◆ **PROBLEM STATEMENT**
Each record should be copied exactly, and none of them omitted.

*** Opening MATERIAL SHOWN ***

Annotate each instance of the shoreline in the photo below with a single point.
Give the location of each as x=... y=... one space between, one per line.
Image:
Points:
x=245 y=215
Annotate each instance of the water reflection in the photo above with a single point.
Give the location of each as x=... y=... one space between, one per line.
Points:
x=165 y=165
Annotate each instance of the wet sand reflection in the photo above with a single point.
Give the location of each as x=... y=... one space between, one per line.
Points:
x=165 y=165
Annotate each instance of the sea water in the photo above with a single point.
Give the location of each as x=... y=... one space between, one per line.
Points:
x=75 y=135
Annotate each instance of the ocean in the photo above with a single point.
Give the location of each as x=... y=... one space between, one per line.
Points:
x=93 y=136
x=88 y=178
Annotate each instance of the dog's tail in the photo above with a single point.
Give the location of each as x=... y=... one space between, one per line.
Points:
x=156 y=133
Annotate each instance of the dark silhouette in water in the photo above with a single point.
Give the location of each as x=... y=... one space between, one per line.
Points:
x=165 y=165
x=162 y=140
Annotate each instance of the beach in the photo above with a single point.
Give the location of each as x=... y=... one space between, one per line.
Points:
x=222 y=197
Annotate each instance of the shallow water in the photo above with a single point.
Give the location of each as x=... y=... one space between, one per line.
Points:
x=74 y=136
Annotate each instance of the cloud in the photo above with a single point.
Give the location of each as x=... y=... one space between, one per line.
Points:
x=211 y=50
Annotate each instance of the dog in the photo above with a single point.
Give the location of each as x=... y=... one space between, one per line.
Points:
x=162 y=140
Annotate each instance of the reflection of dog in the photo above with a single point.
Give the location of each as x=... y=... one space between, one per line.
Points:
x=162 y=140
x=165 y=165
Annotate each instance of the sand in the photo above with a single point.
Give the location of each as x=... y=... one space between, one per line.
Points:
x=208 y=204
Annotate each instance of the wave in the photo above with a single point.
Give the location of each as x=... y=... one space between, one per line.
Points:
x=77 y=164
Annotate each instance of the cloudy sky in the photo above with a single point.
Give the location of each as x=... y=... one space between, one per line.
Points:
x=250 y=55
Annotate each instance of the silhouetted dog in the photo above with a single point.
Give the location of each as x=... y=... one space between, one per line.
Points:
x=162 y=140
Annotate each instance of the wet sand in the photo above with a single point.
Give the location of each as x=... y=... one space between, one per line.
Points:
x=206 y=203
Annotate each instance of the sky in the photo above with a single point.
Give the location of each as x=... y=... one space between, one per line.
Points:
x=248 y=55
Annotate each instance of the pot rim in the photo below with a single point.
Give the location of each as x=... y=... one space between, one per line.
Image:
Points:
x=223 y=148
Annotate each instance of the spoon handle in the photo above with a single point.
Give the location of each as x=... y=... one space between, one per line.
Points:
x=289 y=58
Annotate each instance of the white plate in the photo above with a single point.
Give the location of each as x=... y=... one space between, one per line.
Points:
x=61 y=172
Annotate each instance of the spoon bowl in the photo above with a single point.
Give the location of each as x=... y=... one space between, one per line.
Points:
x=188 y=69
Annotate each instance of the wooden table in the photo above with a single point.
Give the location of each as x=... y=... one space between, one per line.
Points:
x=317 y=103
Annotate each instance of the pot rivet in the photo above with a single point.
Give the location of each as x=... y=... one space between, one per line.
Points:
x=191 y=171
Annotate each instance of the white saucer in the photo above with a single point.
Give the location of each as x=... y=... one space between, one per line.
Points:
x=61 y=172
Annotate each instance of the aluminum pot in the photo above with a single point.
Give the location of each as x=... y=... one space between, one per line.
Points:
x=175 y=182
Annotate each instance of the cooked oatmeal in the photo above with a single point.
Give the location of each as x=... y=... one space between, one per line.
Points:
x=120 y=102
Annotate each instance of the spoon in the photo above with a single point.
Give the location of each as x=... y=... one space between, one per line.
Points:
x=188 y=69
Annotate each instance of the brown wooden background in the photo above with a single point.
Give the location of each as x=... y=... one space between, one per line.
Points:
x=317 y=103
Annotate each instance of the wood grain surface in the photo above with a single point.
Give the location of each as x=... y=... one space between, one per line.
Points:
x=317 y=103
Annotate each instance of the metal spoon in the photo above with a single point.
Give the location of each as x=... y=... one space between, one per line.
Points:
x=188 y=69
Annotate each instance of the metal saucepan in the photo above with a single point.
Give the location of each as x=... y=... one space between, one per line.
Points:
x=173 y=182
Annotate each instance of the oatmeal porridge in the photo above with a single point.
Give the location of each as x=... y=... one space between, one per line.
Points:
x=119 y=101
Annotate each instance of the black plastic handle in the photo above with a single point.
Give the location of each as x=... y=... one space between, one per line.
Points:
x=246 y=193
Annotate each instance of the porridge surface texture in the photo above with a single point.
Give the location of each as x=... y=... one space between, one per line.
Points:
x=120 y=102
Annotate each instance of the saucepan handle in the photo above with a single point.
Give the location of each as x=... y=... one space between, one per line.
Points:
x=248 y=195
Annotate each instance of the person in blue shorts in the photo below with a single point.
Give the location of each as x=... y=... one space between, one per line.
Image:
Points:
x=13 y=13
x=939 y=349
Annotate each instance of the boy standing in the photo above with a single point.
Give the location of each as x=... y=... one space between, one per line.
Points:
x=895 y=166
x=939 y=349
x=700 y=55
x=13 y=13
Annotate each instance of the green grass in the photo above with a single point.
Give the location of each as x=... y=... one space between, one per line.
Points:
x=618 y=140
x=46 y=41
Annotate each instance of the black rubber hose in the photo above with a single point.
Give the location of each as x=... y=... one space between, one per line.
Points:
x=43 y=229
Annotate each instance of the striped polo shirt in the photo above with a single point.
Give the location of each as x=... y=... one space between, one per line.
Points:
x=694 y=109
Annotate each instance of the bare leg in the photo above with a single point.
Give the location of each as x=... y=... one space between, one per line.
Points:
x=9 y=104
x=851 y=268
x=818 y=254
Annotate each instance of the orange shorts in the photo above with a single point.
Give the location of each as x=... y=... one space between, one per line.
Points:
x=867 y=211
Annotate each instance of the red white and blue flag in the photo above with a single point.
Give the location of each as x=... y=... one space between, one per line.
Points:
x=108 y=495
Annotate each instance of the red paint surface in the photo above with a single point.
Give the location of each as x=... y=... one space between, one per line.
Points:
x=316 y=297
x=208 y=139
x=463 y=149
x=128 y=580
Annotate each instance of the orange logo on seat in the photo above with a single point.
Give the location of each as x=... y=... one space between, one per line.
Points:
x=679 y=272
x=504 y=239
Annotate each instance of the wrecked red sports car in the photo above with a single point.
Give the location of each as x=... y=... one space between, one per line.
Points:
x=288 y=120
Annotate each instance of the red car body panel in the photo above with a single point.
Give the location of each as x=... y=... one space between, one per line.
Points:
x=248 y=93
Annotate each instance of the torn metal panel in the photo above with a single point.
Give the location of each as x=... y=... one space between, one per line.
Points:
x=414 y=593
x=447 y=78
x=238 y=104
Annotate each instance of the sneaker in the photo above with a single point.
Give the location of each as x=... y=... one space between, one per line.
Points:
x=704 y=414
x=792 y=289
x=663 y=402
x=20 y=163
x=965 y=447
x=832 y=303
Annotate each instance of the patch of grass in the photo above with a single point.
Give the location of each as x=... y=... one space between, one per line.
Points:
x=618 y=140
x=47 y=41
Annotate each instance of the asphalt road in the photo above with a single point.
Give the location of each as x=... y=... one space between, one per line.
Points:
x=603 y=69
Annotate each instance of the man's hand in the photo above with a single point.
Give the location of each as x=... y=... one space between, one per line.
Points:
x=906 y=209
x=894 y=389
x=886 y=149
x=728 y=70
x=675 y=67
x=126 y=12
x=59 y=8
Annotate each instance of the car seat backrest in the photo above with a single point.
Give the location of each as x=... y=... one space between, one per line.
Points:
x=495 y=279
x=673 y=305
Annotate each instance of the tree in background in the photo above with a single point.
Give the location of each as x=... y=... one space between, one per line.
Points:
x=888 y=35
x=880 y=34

*** Closing MATERIAL SHOWN ***

◆ **EXPECTED ANSWER**
Annotate each instance of the shoreline in the photo below with a single point.
Give the location of each as x=... y=... one space between, one per line.
Image:
Points:
x=245 y=215
Annotate each instance of the water reflection in the photo above with a single point.
Give the location of each as x=... y=... one space between, one per line.
Points:
x=165 y=165
Annotate each instance of the wet sand reflection in the photo above with a single point.
Give the location of each as x=... y=... one space between, one per line.
Points:
x=165 y=165
Annotate each instance of the sea water in the photo above with a single point.
Give the location of each as x=... y=... one space between, one per line.
Points:
x=75 y=135
Annotate each instance of the ocean in the photo above with a single point.
Give the location of each as x=... y=... one space between, one per line.
Points:
x=93 y=136
x=88 y=178
Annotate each instance of the dog's tail in the photo above with a single point.
Give the location of each as x=... y=... one space between, one per line.
Points:
x=156 y=133
Annotate each instance of the dark silhouette in water in the photo above with a single point.
Give the location of each as x=... y=... one space between, one per line.
Points:
x=165 y=165
x=162 y=140
Annotate each instance of the beach in the photo above with a single point.
Give the location of each as x=... y=... one space between, one per line.
Points:
x=222 y=197
Annotate each instance of the shallow water in the photo above with a single point.
Give the location of each as x=... y=... one space between, one per line.
Points:
x=74 y=136
Annotate each instance of the cloud in the photo above with a single point.
Give the location of each as x=... y=... one space between, one per line.
Points:
x=211 y=50
Annotate each instance of the dog in the photo above with a single point.
Give the location of each as x=... y=... one space between, one per line.
Points:
x=162 y=140
Annotate each instance of the reflection of dog in the photo above with a single point.
Give the location of each as x=... y=... one space between, one per line.
Points:
x=162 y=140
x=165 y=165
Annotate each instance of the sand in the photo above with a single point.
Give the location of each as x=... y=... one space between, one per line.
Points:
x=208 y=204
Annotate each instance of the wave in the photo above with a single point.
Give the location of each as x=... y=... one space between, one per line.
Points:
x=77 y=164
Annotate each instance of the cloudy sky in the photo above with a single point.
Give the location of each as x=... y=... one space between, one per line.
Points:
x=250 y=55
Annotate each instance of the silhouetted dog in the photo above with a single point.
Give the location of each as x=... y=... one space between, one per line.
Points:
x=162 y=140
Annotate each instance of the wet sand in the photo above with a single point.
Give the location of each as x=... y=... one space between, one per line.
Points:
x=206 y=203
Annotate each instance of the sky in the photo above with a single point.
Give the location of each as x=... y=... one space between, one per line.
Points:
x=248 y=55
Annotate each instance of the pot rim in the photo below with a single point.
Give the location of each as x=... y=... one space between, one per line.
Image:
Points:
x=223 y=148
Annotate each instance of the spoon handle in the photo above with a single point.
Give the location of each as x=... y=... one space between, one per line.
Points:
x=289 y=58
Annotate each instance of the white plate in the photo above with a single point.
Give the location of each as x=... y=... one space between, one per line.
Points:
x=61 y=172
Annotate each instance of the spoon bowl in the photo above with a single point.
Give the location of each as x=... y=... one space between, one per line.
Points:
x=188 y=69
Annotate each instance of the wooden table in the photo above with a single point.
Give the location of each as x=... y=... one space between, one per line.
Points:
x=317 y=103
Annotate each instance of the pot rivet in the photo above with a single point.
Give the location of each as x=... y=... one space between, one per line.
Points:
x=191 y=171
Annotate each instance of the white saucer in the photo above with a single point.
Give the location of each as x=... y=... one space between, one per line.
Points:
x=61 y=172
Annotate each instance of the aluminum pot in the photo above with a single point.
Give the location of each as x=... y=... one space between, one per line.
Points:
x=175 y=182
Annotate each instance of the cooked oatmeal in the photo above with a single point.
Give the location of each as x=... y=... one space between, one per line.
Points:
x=120 y=102
Annotate each instance of the spoon in the photo above with a single point.
Give the location of each as x=... y=... one space between, one per line.
Points:
x=188 y=69
Annotate each instance of the brown wooden background in the photo above with a single point.
Give the location of each as x=... y=... one space between, one per line.
Points:
x=317 y=103
Annotate each instance of the wood grain surface in the photo above with a single point.
Give the location of each as x=... y=... one space between, one per line.
Points:
x=317 y=103
Annotate each instance of the metal spoon in the photo above with a single point.
Give the location of each as x=... y=... one space between, one per line.
Points:
x=188 y=69
Annotate each instance of the metal saucepan in the photo above with a single point.
Give the location of each as x=... y=... one space between, one per line.
Points:
x=173 y=182
Annotate each instance of the oatmeal porridge in the photo above with a single point.
Give the location of each as x=... y=... one space between, one per line.
Points:
x=119 y=101
Annotate each instance of the black plastic handle in the photo above with a single point.
Give the location of each as x=... y=... one space between, one per line.
Points:
x=246 y=193
Annotate each instance of the porridge surface texture in the photo above with a single point.
Give the location of each as x=... y=... one space between, one per line.
Points:
x=120 y=102
Annotate each instance of the saucepan handle in the photo above with a single point.
Give the location of each as x=... y=... one space between, one per line.
Points:
x=248 y=195
Annotate each instance of the person in blue shorts in the photo below with a single point.
Give the location of each as x=... y=... one space between, one per line.
Image:
Points:
x=13 y=13
x=939 y=349
Annotate each instance of the boy standing in the photo above with a single point.
Give the location of each as x=... y=... one space between, one per line.
Points:
x=895 y=166
x=939 y=349
x=700 y=55
x=13 y=13
Annotate each instance of the green grass in the photo above with a single point.
Give the location of each as x=... y=... one space between, one per line.
Points:
x=618 y=140
x=46 y=41
Annotate each instance of the black rubber hose in the photo above with a single point.
Give the location of each as x=... y=... one space between, one per line.
Points:
x=43 y=229
Annotate each instance of the striped polo shirt in the photo above with a single point.
Give the location of each as x=... y=... one space between, one per line.
Points:
x=694 y=109
Annotate each instance of the bare leg in the photo above with a single point.
Give the location of each as x=... y=... one space between, one per line.
Points:
x=9 y=104
x=851 y=268
x=818 y=254
Annotate each instance of the orange shorts in the photo above with a single point.
Give the location of each as x=... y=... one space between, one per line.
Points:
x=867 y=211
Annotate each instance of the red white and blue flag in the photo above with a single point.
Give the location of each as x=... y=... one space between, one per line.
Points:
x=108 y=495
Annotate each instance of the red paint surface in the photo above with a single point.
Give the location of each as x=... y=... one space between, one per line.
Points:
x=316 y=297
x=208 y=139
x=463 y=149
x=128 y=580
Annotate each instance of the orange logo on seat in the photo above with a single point.
Give the location of each as x=... y=... one space between, one per line.
Points:
x=679 y=272
x=504 y=239
Annotate each instance of the wrecked red sports car in the photo above with a single point.
Give the location of each as x=... y=... one space between, one per line.
Points:
x=288 y=120
Annotate each instance of the red car body panel in the photo above with a single point.
Give the location of each as x=... y=... one space between, one per line.
Points:
x=248 y=93
Annotate each instance of the torn metal panel in the photo above with a single point.
Give the location of each as x=... y=... one space between, one per line.
Points:
x=414 y=593
x=447 y=78
x=238 y=104
Annotate each instance of the sneaker in the photo above with a single point.
Give the location of each as x=... y=... one space between, one per line.
Points:
x=704 y=414
x=792 y=289
x=663 y=402
x=20 y=163
x=965 y=447
x=832 y=303
Annotate each instance of the patch of grass in the photo above with a single point.
Give the location of each as x=... y=... one space between, one per line.
Points:
x=618 y=140
x=47 y=41
Annotate each instance of the asphalt road in the photo above with a single point.
Give the location of each as x=... y=... one space between, one per line.
Points:
x=603 y=69
Annotate each instance of the man's hand in the photo above with a single point.
Give the location of each as x=... y=... one space between, one per line.
Points:
x=906 y=209
x=894 y=389
x=886 y=149
x=728 y=70
x=675 y=67
x=126 y=12
x=59 y=8
Annotate each instance of the car seat backrest in the photo above with a single point.
Give the location of each as x=... y=... one space between, one per line.
Points:
x=495 y=279
x=673 y=305
Annotate each instance of the tree in background in the photo above with a single point.
Give the location of each as x=... y=... one space between, one per line.
Points:
x=888 y=35
x=880 y=34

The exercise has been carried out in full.